Set problem: Render everything in the rows below from the line containing "Check that every instance of the paving" down to the line containing "column 188, row 109", both included, as a JSON list of strings with one string per line, skipping blank lines.

####

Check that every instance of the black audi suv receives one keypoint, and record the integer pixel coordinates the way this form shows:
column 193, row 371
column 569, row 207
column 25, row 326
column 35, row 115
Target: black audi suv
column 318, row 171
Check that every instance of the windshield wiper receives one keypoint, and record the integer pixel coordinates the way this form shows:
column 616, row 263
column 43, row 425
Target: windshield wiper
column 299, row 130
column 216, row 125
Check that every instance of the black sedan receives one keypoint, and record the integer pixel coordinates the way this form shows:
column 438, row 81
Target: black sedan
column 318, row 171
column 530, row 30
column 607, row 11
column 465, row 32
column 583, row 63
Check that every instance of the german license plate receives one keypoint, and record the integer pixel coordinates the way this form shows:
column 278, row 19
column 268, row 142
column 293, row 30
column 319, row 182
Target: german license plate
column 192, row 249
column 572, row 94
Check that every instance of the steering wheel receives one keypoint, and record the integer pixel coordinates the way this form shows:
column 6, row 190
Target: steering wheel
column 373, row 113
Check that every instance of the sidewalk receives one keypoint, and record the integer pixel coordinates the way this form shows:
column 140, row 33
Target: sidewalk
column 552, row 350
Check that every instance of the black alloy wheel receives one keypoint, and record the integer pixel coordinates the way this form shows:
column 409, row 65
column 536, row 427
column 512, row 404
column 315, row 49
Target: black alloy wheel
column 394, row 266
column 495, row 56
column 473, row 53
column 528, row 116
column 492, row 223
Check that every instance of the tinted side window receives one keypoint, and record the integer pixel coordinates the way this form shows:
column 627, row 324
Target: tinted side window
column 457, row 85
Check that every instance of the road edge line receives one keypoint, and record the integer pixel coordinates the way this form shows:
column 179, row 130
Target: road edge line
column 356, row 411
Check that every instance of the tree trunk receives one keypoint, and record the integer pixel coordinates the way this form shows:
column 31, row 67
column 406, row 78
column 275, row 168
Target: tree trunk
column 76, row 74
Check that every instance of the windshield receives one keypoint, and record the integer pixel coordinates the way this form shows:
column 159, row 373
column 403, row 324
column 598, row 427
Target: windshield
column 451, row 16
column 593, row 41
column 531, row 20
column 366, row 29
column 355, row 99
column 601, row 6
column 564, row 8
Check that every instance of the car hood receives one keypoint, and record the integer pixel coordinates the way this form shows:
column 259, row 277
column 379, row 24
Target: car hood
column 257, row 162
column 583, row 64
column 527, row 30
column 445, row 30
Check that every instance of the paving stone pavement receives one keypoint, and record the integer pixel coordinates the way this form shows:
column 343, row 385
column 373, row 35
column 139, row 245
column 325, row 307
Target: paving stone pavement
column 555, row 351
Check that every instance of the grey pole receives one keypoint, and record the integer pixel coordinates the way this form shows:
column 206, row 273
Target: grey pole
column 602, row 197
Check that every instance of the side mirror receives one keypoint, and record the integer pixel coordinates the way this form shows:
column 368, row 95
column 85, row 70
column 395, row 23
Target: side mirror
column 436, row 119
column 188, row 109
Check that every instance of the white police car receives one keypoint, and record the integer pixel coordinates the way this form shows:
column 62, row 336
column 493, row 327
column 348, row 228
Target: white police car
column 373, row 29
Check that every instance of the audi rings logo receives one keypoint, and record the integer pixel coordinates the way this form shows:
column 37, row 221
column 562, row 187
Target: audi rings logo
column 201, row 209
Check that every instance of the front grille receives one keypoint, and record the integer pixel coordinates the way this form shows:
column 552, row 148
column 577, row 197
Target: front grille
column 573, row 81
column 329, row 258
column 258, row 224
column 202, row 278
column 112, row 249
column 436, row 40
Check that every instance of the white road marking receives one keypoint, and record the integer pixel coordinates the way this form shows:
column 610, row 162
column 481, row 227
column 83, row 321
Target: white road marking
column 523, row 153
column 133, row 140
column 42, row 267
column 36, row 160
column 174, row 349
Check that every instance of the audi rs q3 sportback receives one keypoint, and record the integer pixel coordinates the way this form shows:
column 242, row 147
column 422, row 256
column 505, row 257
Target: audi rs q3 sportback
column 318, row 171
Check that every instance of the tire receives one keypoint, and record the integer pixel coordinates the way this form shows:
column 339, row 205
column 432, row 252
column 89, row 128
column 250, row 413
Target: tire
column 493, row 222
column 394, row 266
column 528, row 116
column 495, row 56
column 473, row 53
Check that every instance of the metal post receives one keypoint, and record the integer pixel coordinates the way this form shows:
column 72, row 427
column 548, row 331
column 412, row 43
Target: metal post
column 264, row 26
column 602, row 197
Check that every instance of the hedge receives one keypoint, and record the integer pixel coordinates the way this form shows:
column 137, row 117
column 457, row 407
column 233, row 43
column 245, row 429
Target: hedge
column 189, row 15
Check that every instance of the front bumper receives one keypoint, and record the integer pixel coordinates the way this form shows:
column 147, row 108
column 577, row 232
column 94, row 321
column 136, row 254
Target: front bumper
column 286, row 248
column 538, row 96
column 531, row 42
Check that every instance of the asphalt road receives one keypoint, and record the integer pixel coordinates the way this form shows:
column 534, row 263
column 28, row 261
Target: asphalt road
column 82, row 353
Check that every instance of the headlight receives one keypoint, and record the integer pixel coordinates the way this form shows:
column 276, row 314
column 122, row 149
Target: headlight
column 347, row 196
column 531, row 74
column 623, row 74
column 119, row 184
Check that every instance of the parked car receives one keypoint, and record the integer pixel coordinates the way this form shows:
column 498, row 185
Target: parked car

####

Exercise response:
[
  "Check that every instance of the paving stone pavement receives one keypoint, and record the integer pixel coordinates the way this form shows:",
  "column 343, row 385",
  "column 373, row 35",
  "column 139, row 245",
  "column 325, row 307",
  "Target: paving stone pavement",
  "column 555, row 351",
  "Check that every instance of the grey pole receives one keypoint, and record the integer pixel coordinates the way this form shows:",
  "column 206, row 273",
  "Target: grey pole",
  "column 602, row 197",
  "Check that every instance of the side mirror receives one keypoint, and record the integer pixel coordinates the way this form shows:",
  "column 368, row 95",
  "column 85, row 70",
  "column 395, row 23",
  "Target: side mirror",
  "column 436, row 119",
  "column 188, row 109"
]